* _WHAT THIS TASK INVOLVES_:
Every line that contains the word "street" should be copied from the records below.
━━ RECORDS SHOWN
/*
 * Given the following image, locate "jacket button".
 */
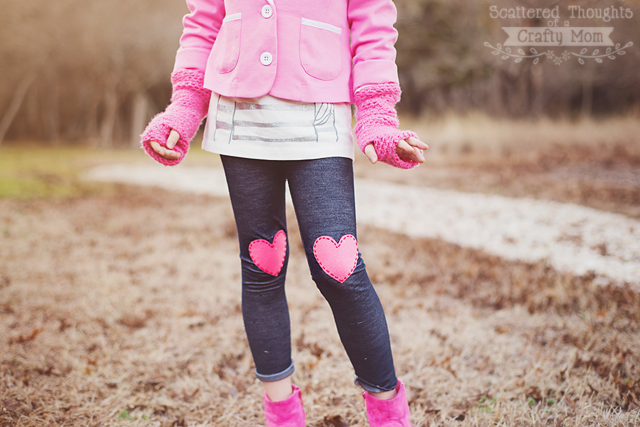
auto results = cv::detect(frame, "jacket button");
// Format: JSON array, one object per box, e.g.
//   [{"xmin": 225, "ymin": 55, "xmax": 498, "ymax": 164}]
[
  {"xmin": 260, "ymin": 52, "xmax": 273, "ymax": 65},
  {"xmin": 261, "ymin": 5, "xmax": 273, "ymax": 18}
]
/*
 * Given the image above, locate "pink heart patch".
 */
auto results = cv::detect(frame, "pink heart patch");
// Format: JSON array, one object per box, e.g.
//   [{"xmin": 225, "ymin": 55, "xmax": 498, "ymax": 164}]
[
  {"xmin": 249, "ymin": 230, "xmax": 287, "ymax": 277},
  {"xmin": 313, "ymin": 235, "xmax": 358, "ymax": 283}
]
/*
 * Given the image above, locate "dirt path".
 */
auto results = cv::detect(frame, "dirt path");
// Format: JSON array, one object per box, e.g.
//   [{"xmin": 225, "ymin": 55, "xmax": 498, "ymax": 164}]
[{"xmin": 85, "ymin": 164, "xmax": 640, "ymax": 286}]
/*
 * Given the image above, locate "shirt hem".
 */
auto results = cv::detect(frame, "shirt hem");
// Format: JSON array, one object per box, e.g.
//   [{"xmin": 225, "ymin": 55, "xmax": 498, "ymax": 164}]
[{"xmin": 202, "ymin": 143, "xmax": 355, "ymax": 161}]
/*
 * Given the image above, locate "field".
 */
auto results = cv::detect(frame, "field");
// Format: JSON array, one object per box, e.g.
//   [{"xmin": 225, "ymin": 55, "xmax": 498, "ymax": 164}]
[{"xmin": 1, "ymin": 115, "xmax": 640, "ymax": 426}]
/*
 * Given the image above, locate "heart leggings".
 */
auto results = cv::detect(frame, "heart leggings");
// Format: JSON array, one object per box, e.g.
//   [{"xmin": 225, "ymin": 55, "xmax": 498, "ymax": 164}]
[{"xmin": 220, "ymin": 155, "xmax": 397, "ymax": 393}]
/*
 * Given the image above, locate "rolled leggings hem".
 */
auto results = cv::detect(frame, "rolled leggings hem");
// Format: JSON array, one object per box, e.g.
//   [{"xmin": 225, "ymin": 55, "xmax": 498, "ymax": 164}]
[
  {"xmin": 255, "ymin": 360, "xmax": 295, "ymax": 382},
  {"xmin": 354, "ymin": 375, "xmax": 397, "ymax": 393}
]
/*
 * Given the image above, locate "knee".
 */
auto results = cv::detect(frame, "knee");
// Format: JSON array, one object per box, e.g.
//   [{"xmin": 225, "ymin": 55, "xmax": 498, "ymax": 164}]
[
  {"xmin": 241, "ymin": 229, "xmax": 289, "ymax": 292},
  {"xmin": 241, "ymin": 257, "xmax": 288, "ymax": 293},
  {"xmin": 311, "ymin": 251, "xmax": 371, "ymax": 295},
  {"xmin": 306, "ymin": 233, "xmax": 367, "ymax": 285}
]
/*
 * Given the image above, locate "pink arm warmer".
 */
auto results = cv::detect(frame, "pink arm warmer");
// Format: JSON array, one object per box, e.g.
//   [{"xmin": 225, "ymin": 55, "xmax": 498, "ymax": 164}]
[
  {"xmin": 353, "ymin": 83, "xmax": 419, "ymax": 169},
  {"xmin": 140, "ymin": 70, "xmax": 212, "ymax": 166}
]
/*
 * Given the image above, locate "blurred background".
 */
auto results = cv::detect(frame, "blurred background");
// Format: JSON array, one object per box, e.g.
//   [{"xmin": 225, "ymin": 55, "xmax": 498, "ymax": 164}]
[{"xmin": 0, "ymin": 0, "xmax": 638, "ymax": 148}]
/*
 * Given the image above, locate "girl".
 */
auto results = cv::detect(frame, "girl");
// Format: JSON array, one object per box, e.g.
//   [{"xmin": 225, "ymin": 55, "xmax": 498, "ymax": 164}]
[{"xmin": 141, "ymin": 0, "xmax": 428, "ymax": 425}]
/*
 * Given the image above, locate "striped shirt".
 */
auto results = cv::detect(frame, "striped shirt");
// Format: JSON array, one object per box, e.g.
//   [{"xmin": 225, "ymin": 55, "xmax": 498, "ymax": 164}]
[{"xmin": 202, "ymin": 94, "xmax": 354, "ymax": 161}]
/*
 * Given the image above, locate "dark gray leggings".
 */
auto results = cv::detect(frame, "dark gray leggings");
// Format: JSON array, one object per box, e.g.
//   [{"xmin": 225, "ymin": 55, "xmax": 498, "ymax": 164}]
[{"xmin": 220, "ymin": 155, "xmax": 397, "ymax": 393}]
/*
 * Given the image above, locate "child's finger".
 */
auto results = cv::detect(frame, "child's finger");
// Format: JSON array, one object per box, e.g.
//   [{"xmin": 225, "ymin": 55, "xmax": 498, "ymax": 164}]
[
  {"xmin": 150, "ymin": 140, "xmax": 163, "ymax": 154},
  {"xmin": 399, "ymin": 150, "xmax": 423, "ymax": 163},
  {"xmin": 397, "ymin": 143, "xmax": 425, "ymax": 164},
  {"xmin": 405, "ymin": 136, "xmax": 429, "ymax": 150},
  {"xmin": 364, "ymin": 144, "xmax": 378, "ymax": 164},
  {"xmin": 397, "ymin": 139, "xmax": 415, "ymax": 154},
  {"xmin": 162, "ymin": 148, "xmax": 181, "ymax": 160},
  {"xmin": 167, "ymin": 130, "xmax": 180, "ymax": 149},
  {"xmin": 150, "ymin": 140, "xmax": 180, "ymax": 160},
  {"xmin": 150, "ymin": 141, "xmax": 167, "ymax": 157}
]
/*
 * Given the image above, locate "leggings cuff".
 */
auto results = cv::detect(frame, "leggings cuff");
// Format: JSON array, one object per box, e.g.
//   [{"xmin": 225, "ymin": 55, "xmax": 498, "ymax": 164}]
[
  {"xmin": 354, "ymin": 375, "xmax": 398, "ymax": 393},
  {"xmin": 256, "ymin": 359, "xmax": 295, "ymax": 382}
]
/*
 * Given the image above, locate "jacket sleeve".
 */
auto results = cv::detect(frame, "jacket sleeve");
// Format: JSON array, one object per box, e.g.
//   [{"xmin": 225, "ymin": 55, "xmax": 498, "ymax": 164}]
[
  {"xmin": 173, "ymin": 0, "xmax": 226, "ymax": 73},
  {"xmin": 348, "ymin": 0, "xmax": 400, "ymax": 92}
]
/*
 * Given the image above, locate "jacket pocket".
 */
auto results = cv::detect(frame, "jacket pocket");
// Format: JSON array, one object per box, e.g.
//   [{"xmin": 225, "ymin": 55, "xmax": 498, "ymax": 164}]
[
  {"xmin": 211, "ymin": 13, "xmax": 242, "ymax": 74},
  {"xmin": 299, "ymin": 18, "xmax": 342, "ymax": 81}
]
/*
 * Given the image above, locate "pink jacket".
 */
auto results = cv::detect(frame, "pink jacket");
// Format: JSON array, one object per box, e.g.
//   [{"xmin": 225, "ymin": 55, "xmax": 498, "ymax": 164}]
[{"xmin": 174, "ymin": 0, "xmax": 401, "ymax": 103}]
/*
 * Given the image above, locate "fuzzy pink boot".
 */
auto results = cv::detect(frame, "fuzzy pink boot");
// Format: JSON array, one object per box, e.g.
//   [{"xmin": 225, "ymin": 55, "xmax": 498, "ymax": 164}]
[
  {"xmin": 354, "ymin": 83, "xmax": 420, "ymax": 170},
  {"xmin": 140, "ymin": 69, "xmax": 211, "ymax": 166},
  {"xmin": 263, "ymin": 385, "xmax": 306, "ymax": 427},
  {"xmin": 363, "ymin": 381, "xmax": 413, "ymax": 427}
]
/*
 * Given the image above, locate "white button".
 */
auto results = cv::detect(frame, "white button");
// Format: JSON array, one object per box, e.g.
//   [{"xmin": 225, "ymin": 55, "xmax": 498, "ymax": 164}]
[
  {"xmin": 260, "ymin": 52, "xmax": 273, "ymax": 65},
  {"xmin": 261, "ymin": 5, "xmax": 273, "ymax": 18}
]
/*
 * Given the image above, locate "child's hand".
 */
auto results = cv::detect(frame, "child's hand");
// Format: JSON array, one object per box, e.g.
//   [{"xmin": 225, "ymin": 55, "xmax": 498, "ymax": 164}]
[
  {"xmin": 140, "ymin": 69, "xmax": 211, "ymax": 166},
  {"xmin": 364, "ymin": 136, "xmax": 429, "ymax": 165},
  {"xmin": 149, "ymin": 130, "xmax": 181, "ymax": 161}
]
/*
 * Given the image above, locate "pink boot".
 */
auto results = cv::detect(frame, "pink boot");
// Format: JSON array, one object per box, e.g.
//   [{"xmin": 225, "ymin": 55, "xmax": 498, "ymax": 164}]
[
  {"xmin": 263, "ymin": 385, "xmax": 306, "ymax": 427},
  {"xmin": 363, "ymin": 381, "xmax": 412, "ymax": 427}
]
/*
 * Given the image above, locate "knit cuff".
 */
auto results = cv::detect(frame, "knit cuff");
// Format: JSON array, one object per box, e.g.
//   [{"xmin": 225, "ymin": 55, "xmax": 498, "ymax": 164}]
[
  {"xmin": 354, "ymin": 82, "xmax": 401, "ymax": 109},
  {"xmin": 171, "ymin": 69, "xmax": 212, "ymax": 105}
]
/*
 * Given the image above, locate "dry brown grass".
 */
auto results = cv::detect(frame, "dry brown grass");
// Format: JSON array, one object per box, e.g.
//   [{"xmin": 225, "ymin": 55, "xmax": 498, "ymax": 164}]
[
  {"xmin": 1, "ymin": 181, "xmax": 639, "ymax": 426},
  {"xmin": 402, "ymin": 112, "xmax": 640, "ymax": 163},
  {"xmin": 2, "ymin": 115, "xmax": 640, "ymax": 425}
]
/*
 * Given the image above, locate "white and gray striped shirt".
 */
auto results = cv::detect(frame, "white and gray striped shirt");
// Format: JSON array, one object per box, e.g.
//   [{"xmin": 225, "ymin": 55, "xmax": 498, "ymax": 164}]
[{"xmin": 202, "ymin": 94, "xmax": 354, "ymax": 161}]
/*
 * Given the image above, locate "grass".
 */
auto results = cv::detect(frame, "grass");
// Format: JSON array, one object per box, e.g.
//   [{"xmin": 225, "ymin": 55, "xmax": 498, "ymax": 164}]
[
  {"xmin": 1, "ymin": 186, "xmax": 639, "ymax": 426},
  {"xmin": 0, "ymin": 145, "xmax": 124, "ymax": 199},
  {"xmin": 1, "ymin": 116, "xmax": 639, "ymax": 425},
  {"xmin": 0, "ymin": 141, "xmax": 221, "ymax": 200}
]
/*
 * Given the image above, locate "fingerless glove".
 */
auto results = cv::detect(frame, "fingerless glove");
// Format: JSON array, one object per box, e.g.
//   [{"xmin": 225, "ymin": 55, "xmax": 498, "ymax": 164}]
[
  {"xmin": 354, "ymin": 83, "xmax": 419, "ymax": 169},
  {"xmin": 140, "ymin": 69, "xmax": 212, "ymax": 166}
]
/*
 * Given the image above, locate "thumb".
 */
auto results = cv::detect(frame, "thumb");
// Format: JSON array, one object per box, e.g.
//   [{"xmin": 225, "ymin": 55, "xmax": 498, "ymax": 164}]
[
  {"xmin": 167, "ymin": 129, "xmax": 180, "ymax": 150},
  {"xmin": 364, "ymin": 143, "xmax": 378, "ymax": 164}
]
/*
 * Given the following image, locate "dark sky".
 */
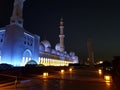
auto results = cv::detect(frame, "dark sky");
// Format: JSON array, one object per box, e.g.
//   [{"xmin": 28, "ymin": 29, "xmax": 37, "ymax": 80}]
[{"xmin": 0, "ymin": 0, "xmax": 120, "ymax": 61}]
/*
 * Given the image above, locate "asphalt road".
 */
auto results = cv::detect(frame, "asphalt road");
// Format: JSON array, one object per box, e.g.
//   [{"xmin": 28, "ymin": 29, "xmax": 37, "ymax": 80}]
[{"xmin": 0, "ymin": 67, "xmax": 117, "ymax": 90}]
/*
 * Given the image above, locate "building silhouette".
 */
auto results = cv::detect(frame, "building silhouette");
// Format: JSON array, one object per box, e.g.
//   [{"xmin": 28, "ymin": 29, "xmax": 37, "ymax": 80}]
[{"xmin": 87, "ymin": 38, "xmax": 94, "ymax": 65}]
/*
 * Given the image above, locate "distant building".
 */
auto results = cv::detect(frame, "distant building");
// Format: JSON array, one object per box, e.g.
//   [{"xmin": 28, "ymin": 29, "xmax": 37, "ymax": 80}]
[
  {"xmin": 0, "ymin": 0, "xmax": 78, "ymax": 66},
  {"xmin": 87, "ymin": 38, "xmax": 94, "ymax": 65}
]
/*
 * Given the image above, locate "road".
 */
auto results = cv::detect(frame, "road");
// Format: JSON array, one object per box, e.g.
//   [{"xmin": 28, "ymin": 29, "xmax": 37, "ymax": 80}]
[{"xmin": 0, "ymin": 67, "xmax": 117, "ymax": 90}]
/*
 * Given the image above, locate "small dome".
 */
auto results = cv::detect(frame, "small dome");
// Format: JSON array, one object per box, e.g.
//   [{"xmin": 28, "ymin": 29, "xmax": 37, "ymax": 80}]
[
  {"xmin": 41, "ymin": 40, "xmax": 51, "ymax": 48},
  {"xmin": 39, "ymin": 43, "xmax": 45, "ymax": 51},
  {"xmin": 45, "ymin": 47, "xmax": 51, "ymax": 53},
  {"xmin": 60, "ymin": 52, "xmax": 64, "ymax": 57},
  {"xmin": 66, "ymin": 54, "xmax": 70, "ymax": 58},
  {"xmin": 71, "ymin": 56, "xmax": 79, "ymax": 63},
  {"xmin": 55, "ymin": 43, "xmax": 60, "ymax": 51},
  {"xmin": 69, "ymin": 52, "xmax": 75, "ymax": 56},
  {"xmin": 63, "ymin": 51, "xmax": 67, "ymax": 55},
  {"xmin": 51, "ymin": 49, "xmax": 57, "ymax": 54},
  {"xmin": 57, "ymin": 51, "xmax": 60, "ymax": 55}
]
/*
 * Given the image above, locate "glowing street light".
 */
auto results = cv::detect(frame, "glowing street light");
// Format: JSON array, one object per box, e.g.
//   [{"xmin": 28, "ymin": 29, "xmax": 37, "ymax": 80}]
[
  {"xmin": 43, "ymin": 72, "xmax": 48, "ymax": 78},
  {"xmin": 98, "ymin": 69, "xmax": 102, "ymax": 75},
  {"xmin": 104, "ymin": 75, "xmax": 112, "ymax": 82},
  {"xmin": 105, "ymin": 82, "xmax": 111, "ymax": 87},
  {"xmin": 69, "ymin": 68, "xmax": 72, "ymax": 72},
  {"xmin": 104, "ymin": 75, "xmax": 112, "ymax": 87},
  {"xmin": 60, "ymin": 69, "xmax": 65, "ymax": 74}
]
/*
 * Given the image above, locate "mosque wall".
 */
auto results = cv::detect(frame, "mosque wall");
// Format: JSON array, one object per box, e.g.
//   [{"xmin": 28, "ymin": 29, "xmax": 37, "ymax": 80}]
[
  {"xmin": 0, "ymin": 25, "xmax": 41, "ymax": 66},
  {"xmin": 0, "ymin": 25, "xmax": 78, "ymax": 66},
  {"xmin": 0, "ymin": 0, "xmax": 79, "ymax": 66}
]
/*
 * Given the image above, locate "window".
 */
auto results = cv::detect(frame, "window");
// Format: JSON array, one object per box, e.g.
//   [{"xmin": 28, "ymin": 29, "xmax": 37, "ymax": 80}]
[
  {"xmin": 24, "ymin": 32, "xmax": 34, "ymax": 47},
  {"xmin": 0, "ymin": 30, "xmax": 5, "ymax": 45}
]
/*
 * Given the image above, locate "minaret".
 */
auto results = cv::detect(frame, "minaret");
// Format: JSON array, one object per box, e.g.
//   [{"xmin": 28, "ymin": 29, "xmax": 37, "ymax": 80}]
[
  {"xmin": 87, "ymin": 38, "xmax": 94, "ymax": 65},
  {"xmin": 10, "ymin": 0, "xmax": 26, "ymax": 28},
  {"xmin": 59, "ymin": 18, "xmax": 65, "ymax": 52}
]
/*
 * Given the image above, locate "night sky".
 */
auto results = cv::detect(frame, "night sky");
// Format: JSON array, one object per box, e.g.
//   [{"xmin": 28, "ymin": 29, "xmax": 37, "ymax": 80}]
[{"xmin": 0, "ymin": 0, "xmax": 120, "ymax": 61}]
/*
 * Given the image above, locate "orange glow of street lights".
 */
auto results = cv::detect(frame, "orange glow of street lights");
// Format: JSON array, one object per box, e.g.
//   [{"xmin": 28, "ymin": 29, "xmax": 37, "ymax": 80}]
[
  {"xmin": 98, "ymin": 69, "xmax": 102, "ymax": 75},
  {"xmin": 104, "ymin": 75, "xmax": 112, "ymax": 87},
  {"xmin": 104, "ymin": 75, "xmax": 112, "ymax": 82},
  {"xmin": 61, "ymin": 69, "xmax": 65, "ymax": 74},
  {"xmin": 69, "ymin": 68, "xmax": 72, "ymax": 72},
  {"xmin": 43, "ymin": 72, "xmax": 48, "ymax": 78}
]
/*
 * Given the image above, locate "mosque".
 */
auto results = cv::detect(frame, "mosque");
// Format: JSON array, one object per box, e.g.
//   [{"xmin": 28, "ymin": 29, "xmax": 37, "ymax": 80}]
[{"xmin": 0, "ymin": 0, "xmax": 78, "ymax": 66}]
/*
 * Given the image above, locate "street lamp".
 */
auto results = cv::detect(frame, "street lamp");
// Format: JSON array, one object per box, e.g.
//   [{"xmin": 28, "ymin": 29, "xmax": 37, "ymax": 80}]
━━━━
* _RESULT OF THIS TASK_:
 * Given the image above, locate "glowing street light".
auto results = cv::detect(frame, "glowing street light");
 * Given the image above, locate "orange glow of street lights".
auto results = cv::detect(frame, "orange glow of street lights");
 * Given the image above, locate "street lamp".
auto results = cv::detect(frame, "street lamp");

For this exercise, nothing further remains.